[Coordinate annotation entries]
• • • • •
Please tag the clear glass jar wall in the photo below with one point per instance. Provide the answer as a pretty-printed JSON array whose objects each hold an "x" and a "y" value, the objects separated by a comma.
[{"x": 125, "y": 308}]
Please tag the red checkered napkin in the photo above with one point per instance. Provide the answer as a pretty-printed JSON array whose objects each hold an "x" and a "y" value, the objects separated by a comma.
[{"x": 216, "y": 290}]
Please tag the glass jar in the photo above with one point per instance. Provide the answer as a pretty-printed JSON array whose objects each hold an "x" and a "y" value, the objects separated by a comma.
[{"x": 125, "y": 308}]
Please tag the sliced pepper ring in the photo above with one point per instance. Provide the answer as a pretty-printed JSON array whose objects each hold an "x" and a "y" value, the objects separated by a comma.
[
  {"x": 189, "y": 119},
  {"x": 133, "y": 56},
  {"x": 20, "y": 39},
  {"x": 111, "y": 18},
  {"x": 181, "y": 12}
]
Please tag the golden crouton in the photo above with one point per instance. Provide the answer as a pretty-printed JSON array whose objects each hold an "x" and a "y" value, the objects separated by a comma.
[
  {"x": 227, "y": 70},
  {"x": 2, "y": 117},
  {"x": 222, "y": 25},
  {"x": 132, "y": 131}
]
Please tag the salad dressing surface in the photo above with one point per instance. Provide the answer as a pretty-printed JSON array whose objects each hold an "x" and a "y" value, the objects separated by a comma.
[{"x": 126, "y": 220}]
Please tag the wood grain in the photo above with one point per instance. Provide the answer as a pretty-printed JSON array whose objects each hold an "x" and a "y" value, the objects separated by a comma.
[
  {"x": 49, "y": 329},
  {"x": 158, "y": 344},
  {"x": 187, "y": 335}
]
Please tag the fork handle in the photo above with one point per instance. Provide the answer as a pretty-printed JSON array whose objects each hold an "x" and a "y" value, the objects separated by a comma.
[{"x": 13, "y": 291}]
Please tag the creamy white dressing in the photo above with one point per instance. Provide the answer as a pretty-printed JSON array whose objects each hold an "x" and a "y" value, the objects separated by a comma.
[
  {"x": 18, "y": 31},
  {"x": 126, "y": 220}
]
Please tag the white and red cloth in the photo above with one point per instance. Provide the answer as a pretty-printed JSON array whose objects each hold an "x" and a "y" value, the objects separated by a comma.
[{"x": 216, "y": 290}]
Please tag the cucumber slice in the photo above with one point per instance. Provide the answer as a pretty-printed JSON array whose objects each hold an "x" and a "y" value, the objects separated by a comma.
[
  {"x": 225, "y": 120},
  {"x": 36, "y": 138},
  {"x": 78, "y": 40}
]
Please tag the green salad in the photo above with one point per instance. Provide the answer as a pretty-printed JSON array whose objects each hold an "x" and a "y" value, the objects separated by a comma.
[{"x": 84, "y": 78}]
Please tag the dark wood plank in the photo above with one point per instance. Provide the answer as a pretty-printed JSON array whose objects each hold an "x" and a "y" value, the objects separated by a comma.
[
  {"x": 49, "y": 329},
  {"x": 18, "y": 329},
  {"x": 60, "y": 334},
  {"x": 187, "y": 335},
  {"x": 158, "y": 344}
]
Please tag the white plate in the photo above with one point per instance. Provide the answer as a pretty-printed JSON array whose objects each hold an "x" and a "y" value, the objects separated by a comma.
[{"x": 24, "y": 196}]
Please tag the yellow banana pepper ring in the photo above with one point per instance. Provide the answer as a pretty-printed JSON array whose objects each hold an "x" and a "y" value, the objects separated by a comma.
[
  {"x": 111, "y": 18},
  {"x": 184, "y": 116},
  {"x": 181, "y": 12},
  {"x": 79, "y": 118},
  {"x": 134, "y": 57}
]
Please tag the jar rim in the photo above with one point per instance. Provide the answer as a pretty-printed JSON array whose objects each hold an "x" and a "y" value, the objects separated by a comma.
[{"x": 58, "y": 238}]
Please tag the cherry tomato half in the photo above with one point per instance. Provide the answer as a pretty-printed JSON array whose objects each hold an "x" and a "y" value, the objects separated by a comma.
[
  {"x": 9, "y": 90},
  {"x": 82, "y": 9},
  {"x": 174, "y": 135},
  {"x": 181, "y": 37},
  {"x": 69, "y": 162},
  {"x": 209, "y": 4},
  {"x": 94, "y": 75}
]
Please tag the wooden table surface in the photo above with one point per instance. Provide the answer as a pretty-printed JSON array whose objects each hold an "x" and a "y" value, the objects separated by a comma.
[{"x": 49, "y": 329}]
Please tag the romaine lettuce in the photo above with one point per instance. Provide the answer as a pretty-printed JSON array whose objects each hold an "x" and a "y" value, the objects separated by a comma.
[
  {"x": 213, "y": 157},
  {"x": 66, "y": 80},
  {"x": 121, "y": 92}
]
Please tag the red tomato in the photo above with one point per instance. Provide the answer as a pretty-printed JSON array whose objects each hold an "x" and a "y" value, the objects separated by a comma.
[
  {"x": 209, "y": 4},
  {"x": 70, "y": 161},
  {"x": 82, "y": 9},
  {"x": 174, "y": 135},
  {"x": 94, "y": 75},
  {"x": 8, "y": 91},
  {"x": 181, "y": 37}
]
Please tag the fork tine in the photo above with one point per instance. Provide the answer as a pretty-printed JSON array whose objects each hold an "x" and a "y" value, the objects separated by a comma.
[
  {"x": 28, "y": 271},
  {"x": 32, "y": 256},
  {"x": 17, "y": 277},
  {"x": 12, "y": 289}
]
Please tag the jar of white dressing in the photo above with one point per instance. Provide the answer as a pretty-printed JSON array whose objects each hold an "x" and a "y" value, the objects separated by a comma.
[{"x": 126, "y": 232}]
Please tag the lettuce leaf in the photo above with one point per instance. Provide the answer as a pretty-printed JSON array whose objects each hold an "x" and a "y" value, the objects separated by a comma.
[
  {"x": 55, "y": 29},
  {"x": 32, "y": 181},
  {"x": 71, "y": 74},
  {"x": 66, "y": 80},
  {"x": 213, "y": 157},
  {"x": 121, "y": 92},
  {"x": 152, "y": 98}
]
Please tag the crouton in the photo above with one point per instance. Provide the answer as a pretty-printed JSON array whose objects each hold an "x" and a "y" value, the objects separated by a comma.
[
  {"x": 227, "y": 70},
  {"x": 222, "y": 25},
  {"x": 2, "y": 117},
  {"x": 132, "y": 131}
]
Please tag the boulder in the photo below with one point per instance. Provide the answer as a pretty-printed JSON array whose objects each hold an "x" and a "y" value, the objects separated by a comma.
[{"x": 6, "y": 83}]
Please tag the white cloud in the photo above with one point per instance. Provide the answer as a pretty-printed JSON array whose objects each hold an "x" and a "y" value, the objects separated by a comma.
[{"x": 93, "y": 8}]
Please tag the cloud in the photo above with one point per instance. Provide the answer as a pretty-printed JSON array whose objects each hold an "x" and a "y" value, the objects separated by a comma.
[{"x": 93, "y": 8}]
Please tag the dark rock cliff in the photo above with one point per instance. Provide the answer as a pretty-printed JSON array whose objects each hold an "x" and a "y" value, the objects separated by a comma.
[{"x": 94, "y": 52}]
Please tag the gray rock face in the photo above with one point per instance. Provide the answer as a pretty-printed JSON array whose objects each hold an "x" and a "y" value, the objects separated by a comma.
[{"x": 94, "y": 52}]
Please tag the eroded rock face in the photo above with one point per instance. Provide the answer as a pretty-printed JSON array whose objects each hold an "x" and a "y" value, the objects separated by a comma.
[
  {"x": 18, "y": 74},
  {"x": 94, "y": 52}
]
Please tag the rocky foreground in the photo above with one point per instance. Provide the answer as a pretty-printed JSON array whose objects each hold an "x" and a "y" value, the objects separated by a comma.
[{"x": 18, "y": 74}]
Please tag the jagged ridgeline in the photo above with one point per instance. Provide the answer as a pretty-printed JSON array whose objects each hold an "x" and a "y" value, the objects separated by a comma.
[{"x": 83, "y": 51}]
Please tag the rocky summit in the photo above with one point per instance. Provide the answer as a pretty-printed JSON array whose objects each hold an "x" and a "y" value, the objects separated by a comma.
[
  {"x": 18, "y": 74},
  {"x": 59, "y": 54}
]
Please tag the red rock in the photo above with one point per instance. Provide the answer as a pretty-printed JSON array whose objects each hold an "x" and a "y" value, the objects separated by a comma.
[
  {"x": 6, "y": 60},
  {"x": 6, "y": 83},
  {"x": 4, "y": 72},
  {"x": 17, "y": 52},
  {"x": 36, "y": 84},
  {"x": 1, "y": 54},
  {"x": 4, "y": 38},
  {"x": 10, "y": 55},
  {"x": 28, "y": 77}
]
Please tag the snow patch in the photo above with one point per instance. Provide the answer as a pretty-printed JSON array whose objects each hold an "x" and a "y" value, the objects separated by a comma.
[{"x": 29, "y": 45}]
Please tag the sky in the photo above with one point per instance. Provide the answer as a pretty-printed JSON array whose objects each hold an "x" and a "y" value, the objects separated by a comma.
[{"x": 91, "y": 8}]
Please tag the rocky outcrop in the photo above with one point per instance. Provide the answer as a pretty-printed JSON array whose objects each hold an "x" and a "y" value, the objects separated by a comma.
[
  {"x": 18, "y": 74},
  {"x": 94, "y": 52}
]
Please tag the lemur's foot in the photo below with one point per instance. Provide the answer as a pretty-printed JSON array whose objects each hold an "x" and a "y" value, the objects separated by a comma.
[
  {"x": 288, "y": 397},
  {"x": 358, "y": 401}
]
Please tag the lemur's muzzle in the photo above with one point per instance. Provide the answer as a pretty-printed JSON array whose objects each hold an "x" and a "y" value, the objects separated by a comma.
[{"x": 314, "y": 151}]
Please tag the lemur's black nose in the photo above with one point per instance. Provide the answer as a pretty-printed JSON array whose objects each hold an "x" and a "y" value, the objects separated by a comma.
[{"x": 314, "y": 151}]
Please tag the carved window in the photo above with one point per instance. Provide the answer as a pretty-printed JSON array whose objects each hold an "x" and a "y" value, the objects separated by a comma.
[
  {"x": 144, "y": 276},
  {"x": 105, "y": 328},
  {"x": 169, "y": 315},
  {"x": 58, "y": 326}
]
• • • • •
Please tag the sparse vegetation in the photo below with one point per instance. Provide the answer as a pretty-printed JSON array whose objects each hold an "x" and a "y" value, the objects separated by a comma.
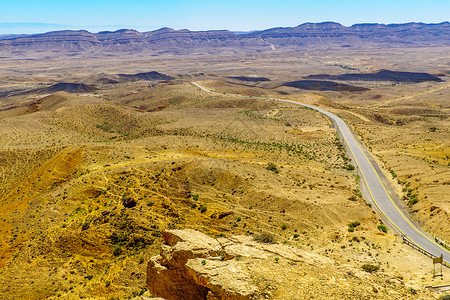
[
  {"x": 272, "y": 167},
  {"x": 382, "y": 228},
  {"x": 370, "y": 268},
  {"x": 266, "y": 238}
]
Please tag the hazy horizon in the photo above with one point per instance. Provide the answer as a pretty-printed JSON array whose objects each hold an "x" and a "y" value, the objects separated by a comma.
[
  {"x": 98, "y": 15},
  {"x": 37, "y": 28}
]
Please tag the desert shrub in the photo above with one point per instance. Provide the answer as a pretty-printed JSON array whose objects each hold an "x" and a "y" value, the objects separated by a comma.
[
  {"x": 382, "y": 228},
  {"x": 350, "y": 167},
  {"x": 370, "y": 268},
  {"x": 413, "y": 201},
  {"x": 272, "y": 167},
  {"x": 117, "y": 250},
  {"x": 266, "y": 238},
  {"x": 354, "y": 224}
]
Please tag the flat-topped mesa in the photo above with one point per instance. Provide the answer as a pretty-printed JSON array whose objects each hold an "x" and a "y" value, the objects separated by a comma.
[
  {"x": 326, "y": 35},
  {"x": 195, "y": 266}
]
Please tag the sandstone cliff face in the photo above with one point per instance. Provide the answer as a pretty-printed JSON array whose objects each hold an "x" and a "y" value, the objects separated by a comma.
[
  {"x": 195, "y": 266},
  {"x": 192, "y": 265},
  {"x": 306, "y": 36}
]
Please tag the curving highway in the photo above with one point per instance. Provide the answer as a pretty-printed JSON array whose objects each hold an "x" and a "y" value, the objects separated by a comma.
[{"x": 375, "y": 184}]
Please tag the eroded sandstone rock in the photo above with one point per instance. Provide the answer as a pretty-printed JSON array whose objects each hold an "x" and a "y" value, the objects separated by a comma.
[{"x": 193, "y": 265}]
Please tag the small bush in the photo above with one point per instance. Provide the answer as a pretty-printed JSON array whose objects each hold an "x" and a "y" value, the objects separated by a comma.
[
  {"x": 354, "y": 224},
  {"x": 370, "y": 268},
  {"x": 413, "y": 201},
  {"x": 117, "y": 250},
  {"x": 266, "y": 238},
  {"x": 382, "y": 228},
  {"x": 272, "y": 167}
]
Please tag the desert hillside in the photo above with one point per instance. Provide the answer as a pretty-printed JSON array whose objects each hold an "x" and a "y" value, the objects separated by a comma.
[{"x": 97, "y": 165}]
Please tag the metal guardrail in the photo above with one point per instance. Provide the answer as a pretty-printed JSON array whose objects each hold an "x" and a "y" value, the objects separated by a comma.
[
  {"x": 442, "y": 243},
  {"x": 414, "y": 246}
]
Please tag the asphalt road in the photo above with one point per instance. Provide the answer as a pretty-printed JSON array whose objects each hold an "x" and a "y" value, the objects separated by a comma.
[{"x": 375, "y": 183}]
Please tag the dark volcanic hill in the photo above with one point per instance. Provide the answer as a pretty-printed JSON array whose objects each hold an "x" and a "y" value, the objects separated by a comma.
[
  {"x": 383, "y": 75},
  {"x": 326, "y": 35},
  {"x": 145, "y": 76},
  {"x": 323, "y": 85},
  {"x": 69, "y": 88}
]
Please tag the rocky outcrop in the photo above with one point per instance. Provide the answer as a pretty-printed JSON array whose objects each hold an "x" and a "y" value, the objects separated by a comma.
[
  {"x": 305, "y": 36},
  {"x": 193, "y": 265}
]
• • • • •
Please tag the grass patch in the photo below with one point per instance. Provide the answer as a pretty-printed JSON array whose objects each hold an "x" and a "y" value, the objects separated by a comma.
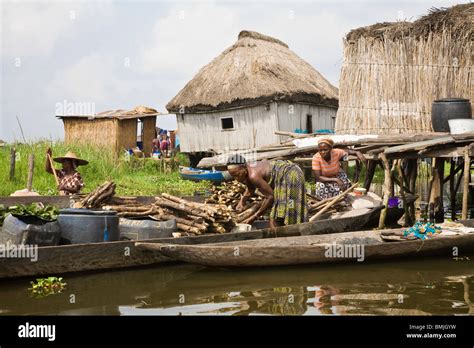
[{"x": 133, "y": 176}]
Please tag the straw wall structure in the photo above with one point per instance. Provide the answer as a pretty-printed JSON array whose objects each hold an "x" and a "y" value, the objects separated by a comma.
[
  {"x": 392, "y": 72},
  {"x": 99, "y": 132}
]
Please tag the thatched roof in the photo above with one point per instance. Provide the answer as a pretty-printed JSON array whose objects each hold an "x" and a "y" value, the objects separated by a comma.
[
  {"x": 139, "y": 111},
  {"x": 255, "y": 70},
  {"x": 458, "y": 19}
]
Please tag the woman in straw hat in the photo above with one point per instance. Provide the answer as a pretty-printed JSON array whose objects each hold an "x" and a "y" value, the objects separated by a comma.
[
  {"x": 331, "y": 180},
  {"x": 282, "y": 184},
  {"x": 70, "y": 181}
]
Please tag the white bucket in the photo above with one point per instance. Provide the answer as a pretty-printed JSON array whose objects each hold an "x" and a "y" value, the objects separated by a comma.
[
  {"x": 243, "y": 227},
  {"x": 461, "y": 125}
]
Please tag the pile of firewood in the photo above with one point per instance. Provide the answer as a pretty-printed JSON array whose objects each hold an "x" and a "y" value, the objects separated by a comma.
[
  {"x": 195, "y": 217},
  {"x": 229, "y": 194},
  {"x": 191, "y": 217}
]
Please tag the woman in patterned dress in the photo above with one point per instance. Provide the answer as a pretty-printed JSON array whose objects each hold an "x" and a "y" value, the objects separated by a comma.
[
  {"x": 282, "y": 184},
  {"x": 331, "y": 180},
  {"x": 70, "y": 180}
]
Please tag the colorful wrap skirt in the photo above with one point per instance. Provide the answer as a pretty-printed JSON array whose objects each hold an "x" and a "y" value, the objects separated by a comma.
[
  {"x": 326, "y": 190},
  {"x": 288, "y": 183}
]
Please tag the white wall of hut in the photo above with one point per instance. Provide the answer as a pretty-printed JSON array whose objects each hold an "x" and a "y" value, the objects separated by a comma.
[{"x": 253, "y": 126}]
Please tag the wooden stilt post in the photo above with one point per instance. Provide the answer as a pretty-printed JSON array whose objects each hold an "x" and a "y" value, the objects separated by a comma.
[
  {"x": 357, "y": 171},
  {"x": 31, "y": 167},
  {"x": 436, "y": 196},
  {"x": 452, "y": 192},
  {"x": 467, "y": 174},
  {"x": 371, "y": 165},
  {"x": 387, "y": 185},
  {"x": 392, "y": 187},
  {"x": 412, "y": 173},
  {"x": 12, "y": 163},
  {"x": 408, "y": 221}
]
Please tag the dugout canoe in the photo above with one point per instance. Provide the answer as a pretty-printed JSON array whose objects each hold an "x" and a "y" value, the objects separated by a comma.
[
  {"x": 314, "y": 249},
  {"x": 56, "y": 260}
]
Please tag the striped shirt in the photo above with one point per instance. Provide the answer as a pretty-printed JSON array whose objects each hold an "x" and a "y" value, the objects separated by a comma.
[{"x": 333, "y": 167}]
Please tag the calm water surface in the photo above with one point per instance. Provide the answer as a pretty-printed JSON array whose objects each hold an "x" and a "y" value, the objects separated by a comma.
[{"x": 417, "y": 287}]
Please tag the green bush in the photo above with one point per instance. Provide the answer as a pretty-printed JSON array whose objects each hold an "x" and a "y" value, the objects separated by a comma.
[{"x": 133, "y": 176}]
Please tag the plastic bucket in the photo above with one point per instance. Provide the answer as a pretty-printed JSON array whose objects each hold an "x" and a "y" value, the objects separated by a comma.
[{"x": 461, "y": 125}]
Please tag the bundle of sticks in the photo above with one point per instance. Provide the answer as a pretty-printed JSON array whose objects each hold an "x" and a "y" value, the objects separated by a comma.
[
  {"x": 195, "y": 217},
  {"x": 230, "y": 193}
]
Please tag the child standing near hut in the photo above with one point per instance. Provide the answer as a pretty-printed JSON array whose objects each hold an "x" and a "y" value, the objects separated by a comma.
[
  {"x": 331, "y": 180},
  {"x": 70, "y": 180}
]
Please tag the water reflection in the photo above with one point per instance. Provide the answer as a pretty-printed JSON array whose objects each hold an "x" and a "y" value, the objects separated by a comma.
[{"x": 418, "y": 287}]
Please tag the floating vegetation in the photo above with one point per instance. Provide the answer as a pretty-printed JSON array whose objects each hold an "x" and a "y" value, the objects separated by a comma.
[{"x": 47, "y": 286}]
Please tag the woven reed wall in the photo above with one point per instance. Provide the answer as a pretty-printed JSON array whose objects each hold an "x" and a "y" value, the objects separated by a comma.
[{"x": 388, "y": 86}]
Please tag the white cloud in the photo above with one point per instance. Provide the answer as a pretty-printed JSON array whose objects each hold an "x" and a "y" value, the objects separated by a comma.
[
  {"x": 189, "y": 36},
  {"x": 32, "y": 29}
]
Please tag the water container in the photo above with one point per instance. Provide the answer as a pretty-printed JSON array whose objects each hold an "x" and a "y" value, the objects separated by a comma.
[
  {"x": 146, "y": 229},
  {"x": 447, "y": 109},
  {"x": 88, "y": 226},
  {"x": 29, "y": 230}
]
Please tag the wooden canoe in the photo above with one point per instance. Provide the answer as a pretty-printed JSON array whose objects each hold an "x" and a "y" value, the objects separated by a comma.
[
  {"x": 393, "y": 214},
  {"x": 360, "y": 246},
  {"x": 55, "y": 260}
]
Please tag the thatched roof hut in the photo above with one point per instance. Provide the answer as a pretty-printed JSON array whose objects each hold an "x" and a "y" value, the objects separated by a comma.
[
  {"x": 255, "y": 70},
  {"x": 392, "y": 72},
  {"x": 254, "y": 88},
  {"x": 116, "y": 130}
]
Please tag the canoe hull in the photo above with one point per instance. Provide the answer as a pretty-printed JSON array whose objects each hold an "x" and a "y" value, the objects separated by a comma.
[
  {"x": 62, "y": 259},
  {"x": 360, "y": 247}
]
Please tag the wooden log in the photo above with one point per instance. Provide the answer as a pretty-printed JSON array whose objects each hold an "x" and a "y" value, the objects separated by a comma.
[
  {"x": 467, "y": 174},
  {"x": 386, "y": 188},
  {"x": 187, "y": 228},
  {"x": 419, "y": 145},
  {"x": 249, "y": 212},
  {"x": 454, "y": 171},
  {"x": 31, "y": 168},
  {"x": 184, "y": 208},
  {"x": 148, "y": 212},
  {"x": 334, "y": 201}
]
• • • • •
Task objective:
Please extract each line in the material above that contains the string "surface".

Answer to the exercise:
Please tag the salad dressing surface in the photo above with one point per instance. Provide the answer as a pretty-printed JSON array whose objects each hold an "x" and a "y" value, the objects separated by a comma.
Please tag the wooden table surface in the photo above with one point per instance. Provide the answer as a pretty-printed JSON array whose objects each hold an "x" and a "y" value, the objects separated by a comma.
Please tag the calm water surface in the photo above with one point per instance. Provide the answer as a pretty-printed JSON array whose objects each hold an "x" and a "y" value, the objects separated by a comma.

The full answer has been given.